**What is needed:** Tally the lines of the entries below that hold the word "lamp", and please give only the total.

[Start of Attachment]

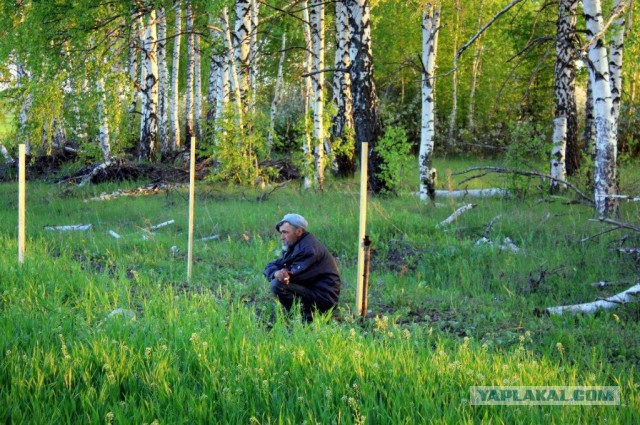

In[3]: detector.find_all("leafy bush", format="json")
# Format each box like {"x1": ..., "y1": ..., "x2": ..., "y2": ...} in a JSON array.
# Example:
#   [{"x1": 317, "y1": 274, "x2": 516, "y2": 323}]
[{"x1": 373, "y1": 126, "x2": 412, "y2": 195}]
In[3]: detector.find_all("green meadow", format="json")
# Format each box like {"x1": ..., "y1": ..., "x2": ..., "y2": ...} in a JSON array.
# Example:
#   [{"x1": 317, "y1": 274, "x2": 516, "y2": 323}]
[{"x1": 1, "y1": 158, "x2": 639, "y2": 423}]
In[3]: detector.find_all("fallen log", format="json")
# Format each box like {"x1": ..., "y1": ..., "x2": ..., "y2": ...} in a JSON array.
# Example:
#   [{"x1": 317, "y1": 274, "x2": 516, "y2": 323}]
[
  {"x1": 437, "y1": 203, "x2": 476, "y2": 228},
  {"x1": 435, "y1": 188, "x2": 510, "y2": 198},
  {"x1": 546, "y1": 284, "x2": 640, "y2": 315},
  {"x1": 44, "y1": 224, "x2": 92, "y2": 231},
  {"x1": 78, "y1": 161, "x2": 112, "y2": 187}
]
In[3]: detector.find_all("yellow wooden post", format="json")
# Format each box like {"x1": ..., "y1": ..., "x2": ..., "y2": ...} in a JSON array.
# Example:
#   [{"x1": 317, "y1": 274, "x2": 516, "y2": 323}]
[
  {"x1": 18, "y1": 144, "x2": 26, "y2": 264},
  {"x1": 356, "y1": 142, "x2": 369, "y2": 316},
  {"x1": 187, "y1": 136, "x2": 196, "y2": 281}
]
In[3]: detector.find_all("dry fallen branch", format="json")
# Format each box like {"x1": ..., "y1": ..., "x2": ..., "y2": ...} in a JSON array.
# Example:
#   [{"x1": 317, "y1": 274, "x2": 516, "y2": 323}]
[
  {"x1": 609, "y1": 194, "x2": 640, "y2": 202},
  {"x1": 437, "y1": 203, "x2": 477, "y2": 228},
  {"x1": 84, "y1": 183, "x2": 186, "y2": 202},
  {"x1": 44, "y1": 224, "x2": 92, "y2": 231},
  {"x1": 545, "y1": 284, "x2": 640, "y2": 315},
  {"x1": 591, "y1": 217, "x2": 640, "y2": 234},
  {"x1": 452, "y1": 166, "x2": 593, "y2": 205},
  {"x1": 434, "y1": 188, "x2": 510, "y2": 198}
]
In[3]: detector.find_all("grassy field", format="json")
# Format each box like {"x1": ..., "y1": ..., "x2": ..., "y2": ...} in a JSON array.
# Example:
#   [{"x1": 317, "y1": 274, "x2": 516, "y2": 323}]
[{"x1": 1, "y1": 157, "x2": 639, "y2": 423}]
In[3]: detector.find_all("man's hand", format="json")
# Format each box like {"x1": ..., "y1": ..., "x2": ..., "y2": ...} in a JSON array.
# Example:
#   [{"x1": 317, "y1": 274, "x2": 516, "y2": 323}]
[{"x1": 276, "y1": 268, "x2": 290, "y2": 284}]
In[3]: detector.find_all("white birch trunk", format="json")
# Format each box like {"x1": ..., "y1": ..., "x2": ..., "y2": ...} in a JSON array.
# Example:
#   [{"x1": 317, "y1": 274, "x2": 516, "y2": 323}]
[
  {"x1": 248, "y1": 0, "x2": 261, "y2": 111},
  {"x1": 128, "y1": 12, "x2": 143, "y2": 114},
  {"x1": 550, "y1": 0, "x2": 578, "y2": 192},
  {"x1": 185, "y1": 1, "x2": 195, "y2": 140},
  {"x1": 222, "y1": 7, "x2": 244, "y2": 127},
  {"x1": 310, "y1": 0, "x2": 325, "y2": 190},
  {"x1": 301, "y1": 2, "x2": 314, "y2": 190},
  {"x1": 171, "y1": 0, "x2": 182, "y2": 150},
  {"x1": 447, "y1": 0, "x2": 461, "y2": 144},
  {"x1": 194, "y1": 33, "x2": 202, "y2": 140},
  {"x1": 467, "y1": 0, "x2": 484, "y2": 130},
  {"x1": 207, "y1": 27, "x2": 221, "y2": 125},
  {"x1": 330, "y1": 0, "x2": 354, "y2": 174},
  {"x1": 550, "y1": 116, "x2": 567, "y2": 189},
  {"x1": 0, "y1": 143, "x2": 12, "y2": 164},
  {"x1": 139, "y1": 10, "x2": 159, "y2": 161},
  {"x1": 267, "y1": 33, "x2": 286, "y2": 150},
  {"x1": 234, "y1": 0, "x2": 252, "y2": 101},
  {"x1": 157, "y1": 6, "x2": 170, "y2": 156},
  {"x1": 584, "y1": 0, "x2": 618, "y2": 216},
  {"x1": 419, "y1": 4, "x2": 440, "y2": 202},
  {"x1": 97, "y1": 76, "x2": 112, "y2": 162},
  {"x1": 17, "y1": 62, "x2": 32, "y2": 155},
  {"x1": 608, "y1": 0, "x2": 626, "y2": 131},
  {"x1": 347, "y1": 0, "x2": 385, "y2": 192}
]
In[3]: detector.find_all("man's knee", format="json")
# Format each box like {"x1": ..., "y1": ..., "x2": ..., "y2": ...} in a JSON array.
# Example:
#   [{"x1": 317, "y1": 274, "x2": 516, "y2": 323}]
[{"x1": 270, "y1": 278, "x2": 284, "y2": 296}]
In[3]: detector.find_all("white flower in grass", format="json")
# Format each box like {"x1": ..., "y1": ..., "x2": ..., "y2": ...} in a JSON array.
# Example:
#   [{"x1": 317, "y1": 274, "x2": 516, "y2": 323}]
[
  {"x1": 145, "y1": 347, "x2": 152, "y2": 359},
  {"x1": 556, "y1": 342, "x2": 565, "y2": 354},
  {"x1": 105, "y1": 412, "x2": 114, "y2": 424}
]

[End of Attachment]
[Start of Attachment]

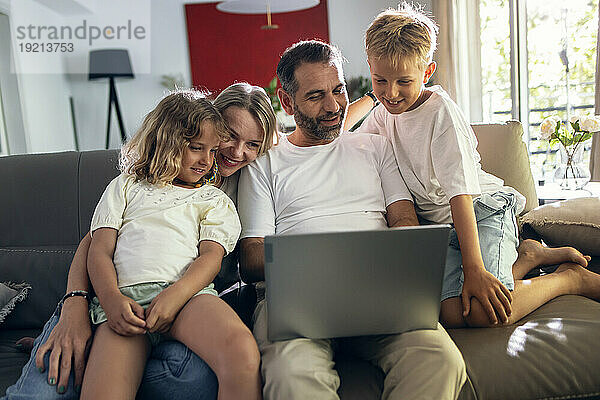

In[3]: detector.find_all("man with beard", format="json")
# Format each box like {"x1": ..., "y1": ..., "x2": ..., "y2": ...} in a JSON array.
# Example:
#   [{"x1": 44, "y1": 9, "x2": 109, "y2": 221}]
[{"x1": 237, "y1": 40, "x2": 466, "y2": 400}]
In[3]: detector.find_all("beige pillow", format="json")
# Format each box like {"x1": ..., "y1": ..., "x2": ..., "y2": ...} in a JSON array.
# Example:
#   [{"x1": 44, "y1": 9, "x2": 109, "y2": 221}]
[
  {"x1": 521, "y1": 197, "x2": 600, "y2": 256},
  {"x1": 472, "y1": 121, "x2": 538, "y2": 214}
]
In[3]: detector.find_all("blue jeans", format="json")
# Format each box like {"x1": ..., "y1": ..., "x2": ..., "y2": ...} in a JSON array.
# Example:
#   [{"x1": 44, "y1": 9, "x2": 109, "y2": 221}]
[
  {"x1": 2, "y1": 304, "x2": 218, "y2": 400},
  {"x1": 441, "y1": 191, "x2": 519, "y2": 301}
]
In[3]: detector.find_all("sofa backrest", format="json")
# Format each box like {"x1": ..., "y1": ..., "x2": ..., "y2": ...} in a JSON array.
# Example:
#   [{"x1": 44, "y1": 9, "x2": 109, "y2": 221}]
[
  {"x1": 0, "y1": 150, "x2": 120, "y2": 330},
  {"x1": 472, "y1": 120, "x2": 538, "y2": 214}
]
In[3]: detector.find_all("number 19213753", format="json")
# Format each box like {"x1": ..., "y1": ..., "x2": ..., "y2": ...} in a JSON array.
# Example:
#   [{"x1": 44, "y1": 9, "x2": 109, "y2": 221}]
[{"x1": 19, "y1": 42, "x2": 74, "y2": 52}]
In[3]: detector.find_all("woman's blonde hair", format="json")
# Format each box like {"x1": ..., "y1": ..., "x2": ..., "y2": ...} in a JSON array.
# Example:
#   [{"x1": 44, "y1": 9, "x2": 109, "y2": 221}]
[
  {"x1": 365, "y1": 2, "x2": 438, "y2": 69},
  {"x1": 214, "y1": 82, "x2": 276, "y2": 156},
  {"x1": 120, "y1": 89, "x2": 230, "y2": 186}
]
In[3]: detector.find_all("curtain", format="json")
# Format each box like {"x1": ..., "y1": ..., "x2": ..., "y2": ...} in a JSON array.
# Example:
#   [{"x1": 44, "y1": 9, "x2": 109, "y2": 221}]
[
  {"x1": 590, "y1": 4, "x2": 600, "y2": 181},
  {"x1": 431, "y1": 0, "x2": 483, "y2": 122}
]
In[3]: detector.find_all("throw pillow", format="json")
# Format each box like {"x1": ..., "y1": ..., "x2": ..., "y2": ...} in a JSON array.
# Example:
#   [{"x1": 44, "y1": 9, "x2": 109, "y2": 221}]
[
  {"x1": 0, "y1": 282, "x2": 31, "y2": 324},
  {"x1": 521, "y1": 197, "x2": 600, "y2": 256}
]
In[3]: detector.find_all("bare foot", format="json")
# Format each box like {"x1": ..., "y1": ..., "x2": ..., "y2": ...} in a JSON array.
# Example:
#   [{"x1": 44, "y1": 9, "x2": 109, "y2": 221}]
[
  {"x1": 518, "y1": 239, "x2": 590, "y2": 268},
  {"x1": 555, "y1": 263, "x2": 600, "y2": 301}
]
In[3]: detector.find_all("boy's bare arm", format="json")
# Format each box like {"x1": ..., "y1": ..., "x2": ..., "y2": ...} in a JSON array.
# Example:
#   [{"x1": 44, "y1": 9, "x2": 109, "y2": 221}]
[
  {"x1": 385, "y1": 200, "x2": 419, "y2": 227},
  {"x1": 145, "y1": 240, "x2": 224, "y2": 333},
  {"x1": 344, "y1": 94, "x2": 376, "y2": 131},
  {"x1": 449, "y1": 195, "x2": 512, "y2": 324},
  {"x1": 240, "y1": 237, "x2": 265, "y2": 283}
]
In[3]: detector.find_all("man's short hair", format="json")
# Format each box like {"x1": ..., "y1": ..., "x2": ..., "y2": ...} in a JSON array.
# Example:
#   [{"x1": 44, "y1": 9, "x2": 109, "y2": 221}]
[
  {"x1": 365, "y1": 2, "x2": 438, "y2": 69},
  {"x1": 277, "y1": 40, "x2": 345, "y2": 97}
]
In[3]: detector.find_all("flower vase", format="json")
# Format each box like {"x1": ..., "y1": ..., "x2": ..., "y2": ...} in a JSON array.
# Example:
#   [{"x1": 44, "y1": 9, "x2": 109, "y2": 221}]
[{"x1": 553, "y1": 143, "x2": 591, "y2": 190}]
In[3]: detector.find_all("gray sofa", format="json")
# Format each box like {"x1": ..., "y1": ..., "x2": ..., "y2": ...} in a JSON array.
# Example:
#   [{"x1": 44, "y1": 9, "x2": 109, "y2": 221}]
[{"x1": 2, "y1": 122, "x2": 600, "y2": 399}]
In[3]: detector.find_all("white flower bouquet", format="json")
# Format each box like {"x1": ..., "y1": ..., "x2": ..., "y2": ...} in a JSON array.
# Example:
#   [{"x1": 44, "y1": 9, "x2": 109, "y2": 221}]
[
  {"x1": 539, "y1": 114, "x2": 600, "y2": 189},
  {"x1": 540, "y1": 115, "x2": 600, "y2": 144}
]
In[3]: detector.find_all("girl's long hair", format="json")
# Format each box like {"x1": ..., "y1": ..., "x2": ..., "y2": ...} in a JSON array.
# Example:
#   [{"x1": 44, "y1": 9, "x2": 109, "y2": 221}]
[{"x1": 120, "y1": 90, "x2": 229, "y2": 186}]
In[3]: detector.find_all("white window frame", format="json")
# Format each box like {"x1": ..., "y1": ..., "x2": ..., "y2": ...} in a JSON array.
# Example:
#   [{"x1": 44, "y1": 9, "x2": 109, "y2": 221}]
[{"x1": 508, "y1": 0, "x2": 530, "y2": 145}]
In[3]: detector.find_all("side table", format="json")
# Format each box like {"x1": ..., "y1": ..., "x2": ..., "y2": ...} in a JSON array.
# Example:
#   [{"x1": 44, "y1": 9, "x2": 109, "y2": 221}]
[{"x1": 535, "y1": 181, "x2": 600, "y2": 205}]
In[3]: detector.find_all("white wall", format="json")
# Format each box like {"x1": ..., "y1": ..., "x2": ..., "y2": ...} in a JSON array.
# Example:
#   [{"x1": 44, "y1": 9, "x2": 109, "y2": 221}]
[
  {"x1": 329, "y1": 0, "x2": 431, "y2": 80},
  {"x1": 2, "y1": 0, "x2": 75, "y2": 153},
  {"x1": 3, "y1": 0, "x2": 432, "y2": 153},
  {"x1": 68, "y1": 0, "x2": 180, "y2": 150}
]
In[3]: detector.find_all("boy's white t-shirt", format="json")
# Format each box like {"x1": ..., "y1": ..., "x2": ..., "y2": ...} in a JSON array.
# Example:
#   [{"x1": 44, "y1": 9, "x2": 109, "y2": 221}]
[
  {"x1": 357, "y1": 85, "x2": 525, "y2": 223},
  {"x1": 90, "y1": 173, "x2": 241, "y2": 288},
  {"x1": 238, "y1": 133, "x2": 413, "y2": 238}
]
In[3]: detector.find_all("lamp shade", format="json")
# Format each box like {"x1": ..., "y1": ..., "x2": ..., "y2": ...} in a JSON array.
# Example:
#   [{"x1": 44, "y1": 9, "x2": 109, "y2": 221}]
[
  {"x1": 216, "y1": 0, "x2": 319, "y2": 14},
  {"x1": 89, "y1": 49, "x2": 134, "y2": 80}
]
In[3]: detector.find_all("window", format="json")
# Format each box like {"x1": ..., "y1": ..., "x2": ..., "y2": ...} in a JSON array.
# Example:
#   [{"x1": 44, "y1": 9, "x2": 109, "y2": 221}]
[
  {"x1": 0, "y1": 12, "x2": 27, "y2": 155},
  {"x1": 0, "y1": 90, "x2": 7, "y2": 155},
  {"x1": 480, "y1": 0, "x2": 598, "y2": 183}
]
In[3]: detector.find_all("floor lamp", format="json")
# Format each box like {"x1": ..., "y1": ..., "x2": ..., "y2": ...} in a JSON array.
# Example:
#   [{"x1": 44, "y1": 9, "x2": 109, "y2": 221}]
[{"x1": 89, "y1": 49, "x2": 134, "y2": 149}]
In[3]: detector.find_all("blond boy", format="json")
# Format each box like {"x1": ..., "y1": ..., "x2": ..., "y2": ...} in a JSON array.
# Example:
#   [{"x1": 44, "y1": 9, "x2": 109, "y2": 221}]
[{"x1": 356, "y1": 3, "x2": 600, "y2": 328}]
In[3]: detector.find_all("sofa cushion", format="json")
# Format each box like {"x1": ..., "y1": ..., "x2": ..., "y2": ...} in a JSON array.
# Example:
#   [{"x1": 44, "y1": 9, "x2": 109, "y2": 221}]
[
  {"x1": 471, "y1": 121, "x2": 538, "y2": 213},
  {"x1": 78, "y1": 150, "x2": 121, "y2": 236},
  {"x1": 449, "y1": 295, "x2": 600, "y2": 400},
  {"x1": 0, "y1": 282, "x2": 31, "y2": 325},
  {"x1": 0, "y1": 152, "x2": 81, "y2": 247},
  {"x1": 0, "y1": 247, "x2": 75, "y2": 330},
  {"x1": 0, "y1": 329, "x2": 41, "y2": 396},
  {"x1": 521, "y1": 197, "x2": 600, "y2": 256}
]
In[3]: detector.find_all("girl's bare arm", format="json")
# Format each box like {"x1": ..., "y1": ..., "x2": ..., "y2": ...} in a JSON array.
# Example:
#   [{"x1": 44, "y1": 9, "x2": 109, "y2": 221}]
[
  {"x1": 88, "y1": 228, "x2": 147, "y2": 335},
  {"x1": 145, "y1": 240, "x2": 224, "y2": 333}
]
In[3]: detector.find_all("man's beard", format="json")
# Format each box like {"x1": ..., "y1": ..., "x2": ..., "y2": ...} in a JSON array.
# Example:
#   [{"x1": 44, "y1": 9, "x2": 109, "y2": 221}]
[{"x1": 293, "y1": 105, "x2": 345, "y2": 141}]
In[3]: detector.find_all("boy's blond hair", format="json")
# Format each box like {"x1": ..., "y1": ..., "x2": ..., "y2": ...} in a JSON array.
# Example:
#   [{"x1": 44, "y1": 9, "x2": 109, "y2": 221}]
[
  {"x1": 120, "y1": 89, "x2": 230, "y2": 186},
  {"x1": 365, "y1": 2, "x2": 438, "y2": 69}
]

[End of Attachment]
[Start of Attachment]

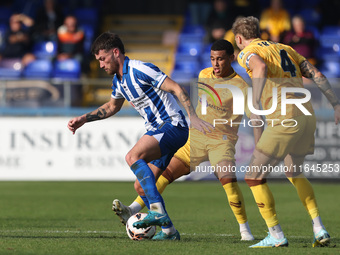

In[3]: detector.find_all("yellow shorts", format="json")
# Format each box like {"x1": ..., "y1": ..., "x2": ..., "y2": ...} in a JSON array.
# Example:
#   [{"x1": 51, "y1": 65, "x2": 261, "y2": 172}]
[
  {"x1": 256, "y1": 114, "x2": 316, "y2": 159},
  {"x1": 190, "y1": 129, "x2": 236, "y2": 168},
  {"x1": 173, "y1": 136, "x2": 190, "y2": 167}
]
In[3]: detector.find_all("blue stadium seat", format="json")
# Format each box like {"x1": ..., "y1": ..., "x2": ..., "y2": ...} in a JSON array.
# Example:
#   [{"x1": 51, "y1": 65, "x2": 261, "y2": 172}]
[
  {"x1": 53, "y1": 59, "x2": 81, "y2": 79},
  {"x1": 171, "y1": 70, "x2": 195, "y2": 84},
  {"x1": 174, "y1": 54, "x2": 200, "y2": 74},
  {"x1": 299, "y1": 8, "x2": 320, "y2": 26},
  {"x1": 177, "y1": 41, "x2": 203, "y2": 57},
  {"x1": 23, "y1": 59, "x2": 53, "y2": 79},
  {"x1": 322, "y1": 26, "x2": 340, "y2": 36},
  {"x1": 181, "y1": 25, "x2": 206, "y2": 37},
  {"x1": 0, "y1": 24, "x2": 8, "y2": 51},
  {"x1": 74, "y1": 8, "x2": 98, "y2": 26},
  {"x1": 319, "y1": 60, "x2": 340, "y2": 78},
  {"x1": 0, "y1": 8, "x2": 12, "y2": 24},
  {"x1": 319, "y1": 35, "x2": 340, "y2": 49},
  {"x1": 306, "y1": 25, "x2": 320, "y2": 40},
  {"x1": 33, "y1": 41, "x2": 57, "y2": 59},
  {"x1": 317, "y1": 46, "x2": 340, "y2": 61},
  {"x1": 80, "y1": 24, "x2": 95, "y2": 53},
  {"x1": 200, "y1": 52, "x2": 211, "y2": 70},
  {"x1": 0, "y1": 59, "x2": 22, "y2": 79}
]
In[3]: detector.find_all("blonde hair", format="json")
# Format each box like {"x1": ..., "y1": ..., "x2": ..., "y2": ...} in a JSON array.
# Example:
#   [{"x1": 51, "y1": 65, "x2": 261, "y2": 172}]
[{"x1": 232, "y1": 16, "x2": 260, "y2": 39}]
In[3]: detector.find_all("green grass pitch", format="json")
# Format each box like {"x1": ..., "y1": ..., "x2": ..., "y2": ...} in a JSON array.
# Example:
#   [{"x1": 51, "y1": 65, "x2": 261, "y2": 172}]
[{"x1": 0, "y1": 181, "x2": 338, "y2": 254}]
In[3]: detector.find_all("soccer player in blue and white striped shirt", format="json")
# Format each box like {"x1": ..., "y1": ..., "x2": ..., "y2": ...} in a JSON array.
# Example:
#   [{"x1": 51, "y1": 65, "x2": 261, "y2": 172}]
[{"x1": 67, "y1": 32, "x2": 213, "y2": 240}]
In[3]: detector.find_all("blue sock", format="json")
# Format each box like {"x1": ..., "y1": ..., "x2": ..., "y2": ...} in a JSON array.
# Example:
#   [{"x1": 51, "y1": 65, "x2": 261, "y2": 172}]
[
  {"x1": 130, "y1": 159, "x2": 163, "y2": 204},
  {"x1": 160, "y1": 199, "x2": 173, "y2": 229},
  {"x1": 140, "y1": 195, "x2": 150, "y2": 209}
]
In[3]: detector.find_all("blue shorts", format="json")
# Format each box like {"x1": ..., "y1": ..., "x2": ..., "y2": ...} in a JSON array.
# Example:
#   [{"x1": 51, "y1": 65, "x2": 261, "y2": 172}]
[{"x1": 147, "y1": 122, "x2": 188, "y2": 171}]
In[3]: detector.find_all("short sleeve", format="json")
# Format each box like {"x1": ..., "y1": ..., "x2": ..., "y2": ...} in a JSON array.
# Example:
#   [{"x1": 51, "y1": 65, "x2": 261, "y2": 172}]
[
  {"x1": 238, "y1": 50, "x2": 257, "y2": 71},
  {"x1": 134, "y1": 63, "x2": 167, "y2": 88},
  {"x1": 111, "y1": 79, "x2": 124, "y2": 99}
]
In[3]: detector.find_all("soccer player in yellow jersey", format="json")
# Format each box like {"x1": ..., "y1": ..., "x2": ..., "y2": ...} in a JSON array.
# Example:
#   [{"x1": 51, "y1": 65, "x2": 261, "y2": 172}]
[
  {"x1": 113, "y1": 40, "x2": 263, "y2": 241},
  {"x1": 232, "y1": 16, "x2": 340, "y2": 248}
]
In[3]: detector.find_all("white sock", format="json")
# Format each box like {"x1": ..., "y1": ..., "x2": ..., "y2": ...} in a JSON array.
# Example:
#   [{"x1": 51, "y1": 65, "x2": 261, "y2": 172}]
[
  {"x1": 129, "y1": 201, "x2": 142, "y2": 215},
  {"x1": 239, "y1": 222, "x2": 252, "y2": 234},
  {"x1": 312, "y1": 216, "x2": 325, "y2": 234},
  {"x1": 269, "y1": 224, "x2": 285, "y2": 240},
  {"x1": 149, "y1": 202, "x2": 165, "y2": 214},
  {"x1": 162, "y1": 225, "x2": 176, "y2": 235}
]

[End of Attachment]

**Reply to the task:** 2